TEXT:
%%
Walking through Target when a t-shirt catches my eye in the girls’ department.
Excuse me?
I’m a proud member of the MOB (Mothers Of Boys). I don’t see a shirt in the boys’ department reading, “My Skills Make Girls Run.” That would never be tolerated. As a grown-up girl, I’d be unhappy if it were.
Then there’s the sign I saw in Kirkland’s.
Where’s the one reading “Boys Rule: Your IQ Test Has Come Back Negative?” Kirkland’s would be boycotted post-haste if that sign ever made it to the shelves.
The battles for women’s suffrage, educational equality, and Title IX were difficult. Necessary. Admirable.
Today women earn only 77 cents per dollar earned by men working the same jobs. Women hold only 17 percent of the seats in Congress. Women are victimized by domestic violence . Poverty rates are highest for families lead by single women. There’s still work to be done.
Is this how we want to do it? By using little girls to demean little boys?
The notion that it’s acceptable to degrade boys isn’t new. I love the old Schoolhouse Rock songs and often feature them in my posts. My seven-year-old son and I can sing the lyrics to nearly all of them.
But there’s a line in Unpack Your Adjectives that makes me want to crawl under the table. My heart breaks as my son laughs along, unaware of the politically-loaded, mean-girl, angry-woman sentiment behind it:
“Girls who are tall can get taller,
Boys who are small can get smaller,
Till one is the tallest
And the other’s the smallest of all.”
This is 2012, not 1950, 1969, 1975 when Unpack Your Adjectives first aired, or Thelma and Louise’s 1991. The vitriol is overkill.
Women pursue education. They earn more advanced college degrees and bachelor’s degrees than men.
%%
EXTRACTED DATA:
%%
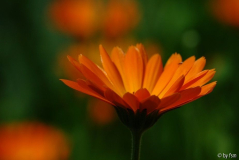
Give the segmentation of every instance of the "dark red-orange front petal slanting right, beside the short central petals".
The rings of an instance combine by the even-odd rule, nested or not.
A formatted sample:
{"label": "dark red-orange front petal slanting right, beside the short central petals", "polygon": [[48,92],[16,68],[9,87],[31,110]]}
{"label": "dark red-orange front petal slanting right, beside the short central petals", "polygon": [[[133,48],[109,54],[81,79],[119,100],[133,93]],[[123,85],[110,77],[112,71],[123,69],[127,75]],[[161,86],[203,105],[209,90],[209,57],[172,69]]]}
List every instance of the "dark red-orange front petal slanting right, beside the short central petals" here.
{"label": "dark red-orange front petal slanting right, beside the short central petals", "polygon": [[171,96],[160,99],[161,102],[160,102],[159,106],[157,107],[157,109],[161,110],[165,107],[168,107],[171,104],[173,104],[174,102],[176,102],[177,100],[179,100],[180,98],[181,98],[180,93],[174,93]]}

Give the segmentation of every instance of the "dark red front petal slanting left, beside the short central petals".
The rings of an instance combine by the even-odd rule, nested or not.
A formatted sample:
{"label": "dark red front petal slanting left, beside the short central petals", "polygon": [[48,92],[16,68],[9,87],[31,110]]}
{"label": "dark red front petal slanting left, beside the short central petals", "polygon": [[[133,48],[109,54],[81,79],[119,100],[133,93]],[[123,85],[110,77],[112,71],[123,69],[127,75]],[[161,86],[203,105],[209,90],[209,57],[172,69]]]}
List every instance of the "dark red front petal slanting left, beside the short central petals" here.
{"label": "dark red front petal slanting left, beside the short central petals", "polygon": [[113,102],[116,107],[122,107],[122,108],[130,108],[131,107],[114,91],[110,89],[106,89],[104,92],[105,98],[108,99],[109,101]]}

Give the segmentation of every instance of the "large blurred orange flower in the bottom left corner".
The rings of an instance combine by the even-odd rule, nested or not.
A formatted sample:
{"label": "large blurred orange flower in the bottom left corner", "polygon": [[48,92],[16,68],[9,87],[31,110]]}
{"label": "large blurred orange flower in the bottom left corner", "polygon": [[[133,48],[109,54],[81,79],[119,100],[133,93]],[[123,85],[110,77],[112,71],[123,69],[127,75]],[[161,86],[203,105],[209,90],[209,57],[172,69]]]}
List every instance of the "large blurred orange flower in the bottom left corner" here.
{"label": "large blurred orange flower in the bottom left corner", "polygon": [[1,126],[1,160],[66,160],[69,146],[64,135],[40,123]]}

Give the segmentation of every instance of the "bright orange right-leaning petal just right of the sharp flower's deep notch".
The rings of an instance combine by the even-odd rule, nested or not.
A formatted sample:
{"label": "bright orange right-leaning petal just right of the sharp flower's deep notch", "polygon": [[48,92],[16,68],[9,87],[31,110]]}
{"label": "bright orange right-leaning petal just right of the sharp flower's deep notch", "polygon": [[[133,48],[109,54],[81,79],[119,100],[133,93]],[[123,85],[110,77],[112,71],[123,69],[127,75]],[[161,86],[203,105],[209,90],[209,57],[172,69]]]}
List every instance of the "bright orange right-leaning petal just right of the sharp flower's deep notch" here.
{"label": "bright orange right-leaning petal just right of the sharp flower's deep notch", "polygon": [[163,73],[159,77],[153,89],[153,92],[152,92],[153,95],[159,95],[162,92],[162,90],[166,87],[166,85],[169,83],[169,81],[173,77],[180,62],[182,62],[182,57],[180,56],[180,54],[175,53],[169,58]]}

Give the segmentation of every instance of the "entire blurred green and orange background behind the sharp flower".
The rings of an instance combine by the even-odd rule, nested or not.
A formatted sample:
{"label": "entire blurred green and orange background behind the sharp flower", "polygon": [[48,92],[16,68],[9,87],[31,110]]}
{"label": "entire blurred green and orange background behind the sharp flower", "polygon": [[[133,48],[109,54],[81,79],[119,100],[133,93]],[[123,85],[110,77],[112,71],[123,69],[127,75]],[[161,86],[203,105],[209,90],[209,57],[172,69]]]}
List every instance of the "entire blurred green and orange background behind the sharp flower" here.
{"label": "entire blurred green and orange background behind the sharp flower", "polygon": [[142,43],[163,62],[205,56],[214,91],[168,112],[143,136],[142,160],[239,154],[238,0],[8,0],[0,5],[0,159],[127,160],[131,137],[113,108],[59,81],[66,55],[100,65],[98,46]]}

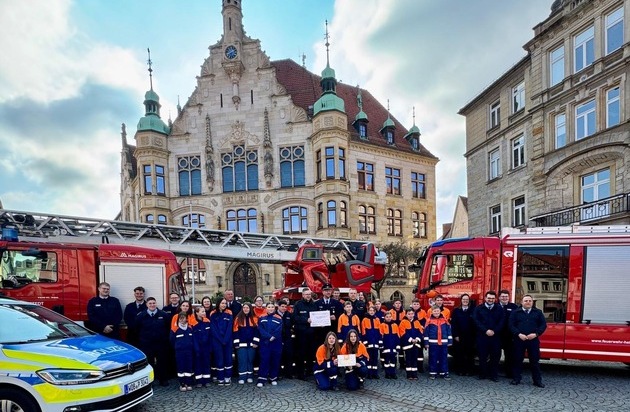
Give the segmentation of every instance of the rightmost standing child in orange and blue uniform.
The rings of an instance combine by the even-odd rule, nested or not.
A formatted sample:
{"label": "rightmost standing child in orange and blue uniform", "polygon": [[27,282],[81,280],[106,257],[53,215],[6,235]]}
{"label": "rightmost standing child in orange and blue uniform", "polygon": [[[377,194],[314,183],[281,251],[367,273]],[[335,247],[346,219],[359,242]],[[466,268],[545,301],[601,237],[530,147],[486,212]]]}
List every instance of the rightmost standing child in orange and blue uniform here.
{"label": "rightmost standing child in orange and blue uniform", "polygon": [[451,379],[448,374],[448,347],[453,344],[451,325],[438,305],[431,307],[431,316],[424,327],[424,346],[429,349],[429,379]]}

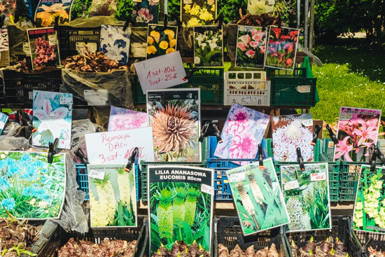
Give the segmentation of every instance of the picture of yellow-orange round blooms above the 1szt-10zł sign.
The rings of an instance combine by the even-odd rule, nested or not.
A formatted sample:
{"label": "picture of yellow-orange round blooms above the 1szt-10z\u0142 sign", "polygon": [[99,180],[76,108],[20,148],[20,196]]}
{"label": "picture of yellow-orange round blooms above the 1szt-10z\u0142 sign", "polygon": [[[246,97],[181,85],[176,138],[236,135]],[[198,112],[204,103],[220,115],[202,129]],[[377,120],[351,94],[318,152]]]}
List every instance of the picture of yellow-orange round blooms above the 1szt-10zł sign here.
{"label": "picture of yellow-orange round blooms above the 1szt-10z\u0142 sign", "polygon": [[178,27],[148,25],[147,59],[167,55],[176,51]]}

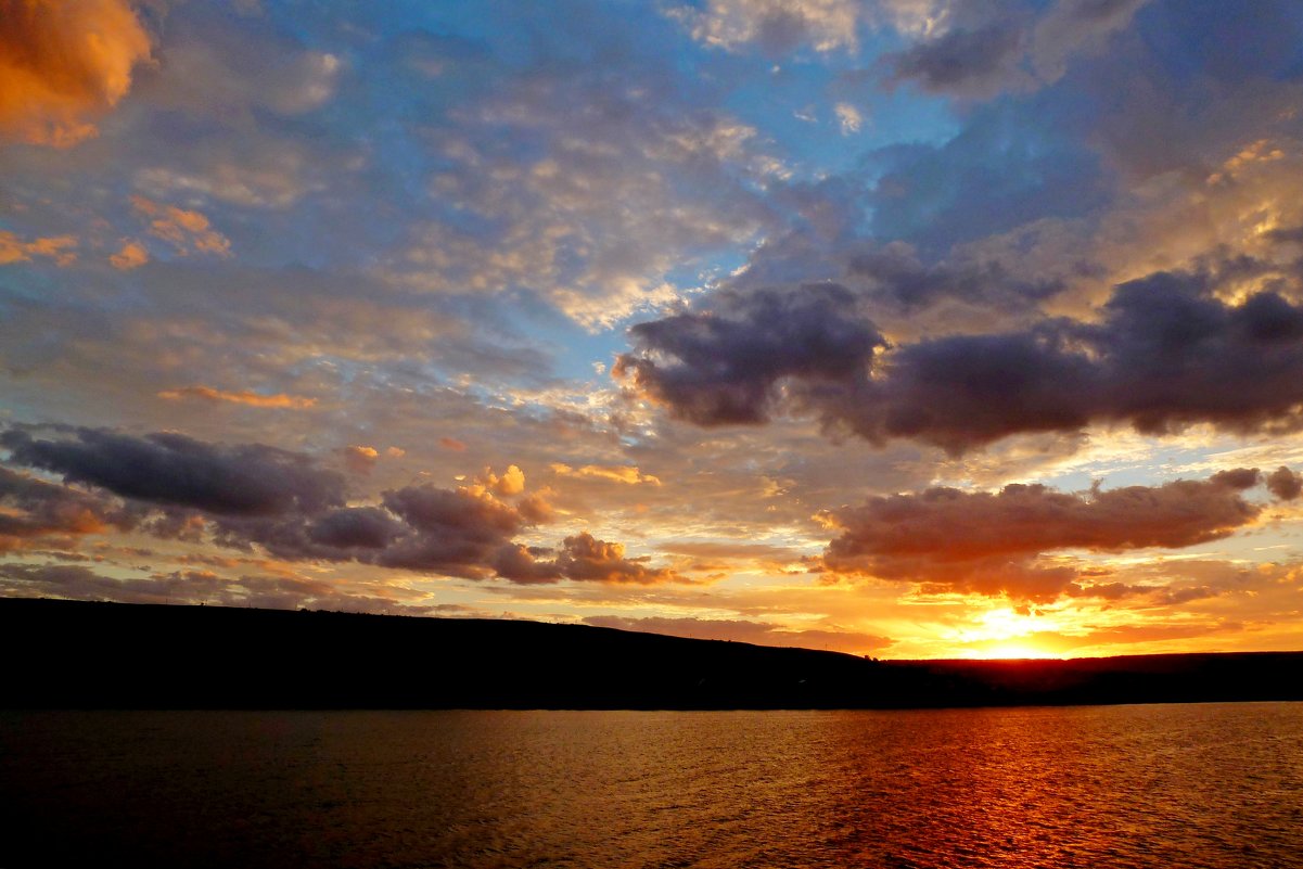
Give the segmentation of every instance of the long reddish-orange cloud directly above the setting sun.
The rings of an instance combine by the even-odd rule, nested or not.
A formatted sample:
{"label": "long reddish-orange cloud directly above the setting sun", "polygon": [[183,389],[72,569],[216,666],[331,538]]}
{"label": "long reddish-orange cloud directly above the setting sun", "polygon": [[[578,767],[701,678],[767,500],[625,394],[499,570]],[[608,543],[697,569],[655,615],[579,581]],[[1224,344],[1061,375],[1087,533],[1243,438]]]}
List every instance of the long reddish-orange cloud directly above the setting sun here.
{"label": "long reddish-orange cloud directly above the setting sun", "polygon": [[1257,519],[1243,498],[1261,474],[1235,469],[1205,481],[1061,492],[1009,485],[998,492],[936,487],[823,512],[839,532],[823,554],[839,573],[902,580],[933,590],[1052,601],[1078,591],[1079,573],[1038,556],[1065,550],[1183,548],[1229,537]]}

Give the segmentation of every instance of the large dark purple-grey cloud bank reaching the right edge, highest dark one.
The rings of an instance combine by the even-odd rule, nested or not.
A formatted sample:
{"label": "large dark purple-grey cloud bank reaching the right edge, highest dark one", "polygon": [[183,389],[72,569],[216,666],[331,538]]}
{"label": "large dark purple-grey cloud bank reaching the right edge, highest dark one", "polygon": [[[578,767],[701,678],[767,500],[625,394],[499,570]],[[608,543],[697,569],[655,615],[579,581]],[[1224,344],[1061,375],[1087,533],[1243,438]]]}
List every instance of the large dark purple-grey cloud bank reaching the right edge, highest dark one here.
{"label": "large dark purple-grey cloud bank reaching the right edge, highest dark one", "polygon": [[1274,292],[1227,304],[1213,284],[1160,272],[1118,287],[1096,323],[1045,321],[881,354],[886,341],[840,288],[731,296],[723,314],[633,327],[637,352],[615,374],[698,425],[808,412],[876,444],[908,438],[955,453],[1092,422],[1147,434],[1298,425],[1303,306]]}

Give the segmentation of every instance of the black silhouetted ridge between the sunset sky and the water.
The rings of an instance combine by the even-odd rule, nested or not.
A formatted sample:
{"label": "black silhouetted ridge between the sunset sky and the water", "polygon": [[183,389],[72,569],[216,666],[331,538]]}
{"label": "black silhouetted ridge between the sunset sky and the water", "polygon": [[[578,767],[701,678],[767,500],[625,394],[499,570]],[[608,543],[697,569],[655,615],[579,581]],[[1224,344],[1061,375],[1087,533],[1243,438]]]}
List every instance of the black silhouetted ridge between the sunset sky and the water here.
{"label": "black silhouetted ridge between the sunset sky and the water", "polygon": [[1303,700],[1303,653],[868,661],[491,619],[0,598],[8,709],[899,709]]}

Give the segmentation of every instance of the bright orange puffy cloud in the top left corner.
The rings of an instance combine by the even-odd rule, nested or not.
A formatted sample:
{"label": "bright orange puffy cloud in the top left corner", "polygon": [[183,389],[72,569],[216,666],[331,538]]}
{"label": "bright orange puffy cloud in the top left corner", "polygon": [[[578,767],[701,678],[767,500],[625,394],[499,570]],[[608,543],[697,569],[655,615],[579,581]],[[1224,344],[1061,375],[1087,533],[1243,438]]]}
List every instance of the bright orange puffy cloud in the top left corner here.
{"label": "bright orange puffy cloud in the top left corner", "polygon": [[126,0],[0,0],[0,135],[55,147],[95,135],[149,56]]}

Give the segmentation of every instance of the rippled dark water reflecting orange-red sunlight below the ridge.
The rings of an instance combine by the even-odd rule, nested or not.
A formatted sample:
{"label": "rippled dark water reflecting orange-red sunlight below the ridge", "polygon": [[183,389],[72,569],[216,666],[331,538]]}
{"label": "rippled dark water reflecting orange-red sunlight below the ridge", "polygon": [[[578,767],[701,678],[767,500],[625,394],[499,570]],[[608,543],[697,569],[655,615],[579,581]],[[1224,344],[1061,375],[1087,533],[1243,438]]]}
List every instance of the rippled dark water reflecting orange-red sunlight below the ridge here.
{"label": "rippled dark water reflecting orange-red sunlight below the ridge", "polygon": [[1303,704],[0,713],[0,866],[1303,866]]}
%%
REQUIRED ACTION: Update the post about slogans that demean boys, between "Where’s the one" and "demean little boys?", inclusive, with "Congress" replaced by "the legislature".

WORKED SOLUTION:
Where’s the one reading “Boys Rule: Your IQ Test Has Come Back Negative?” Kirkland’s would be boycotted post-haste if that sign ever made it to the shelves.
The battles for women’s suffrage, educational equality, and Title IX were difficult. Necessary. Admirable.
Today women earn only 77 cents per dollar earned by men working the same jobs. Women hold only 17 percent of the seats in the legislature. Women are victimized by domestic violence . Poverty rates are highest for families lead by single women. There’s still work to be done.
Is this how we want to do it? By using little girls to demean little boys?